Point placement records
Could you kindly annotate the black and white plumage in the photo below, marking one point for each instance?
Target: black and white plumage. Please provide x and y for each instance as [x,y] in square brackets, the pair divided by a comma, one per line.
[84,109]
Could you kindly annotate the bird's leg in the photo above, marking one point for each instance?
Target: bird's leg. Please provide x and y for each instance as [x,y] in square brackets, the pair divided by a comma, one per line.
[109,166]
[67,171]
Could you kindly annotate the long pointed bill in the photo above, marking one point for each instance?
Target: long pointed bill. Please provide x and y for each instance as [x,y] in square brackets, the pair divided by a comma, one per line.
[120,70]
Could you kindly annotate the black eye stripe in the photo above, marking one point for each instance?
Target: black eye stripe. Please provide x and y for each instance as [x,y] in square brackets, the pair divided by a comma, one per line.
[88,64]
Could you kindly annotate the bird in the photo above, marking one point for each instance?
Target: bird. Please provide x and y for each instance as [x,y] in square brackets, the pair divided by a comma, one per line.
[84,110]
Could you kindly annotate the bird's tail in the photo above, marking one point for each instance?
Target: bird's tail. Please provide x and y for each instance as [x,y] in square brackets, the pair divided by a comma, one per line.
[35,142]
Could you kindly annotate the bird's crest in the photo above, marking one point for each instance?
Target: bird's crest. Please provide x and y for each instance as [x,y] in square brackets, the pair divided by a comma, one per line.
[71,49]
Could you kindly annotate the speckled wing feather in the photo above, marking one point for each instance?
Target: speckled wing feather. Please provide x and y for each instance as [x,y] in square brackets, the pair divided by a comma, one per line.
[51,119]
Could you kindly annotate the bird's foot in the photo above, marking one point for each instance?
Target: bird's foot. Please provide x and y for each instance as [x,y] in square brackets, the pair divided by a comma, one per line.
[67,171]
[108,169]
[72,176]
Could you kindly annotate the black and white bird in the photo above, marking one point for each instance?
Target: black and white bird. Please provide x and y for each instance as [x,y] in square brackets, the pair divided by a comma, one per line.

*Given exercise:* Return every one of the lines above word for word, changing nothing.

*Correct result:*
Could you kindly annotate the black and white plumage in the photo below, marking one point for each instance?
Target: black and white plumage. Please provide x and y for each instance as [x,y] in square brackets, the pair divided by a comma, one per line.
[84,109]
Could you kindly annotate the bird's leg in the photo above, marking one point for each instance?
Target: bird's leg. Please provide x and y for each instance as [x,y] in square brackets, the pair divided by a comma, one per line.
[109,166]
[67,171]
Could you kindly annotate the long pointed bill in the photo above, marking one point for each instance?
Target: long pointed bill. Please provide x and y for each instance as [x,y] in square brackets, the pair divided by a comma, one per line.
[120,70]
Could you kindly annotate the black eye stripe in the photo above, marking one point for each instance?
Target: black eye stripe. Please provide x and y for each instance as [x,y] in square brackets, the pair divided by a comma, one per line.
[88,64]
Could you kindly annotate the bird in the photo above, marking one point for each instance?
Target: bird. Please provide x and y for each instance as [x,y] in square brackets, the pair divided by a comma, one per line.
[84,110]
Could you kindly annotate the bird's tail in the photo above, marking one point for each instance?
Target: bird's tail. Please provide x and y for each instance as [x,y] in square brackets, the pair divided by a comma, one per line.
[35,142]
Could you kindly annotate the bird's crest in the photo above, marking one point for each instance?
Target: bird's crest. Please provide x and y for each instance as [x,y] in square brackets, the pair divided by a comma, one per line.
[71,49]
Could you kindly annotate the speckled wing feather in the photo above, marking one point for each instance?
Target: speckled wing feather. Please provide x and y for each instance as [x,y] in square brackets, the pair divided by a comma, one per line.
[51,119]
Could you kindly annotate the bird's foot in the photo above, marking one point for each instance?
Target: bird's foot. Please provide x and y for each instance as [x,y] in square brackets, the pair divided by a comma, one per line.
[67,171]
[108,169]
[72,176]
Could you kindly annotate the black and white bird in the photo above, marking one point for each instance?
Target: black and white bird. Please provide x and y for each instance as [x,y] in square brackets, the pair divided by a comma, one per line.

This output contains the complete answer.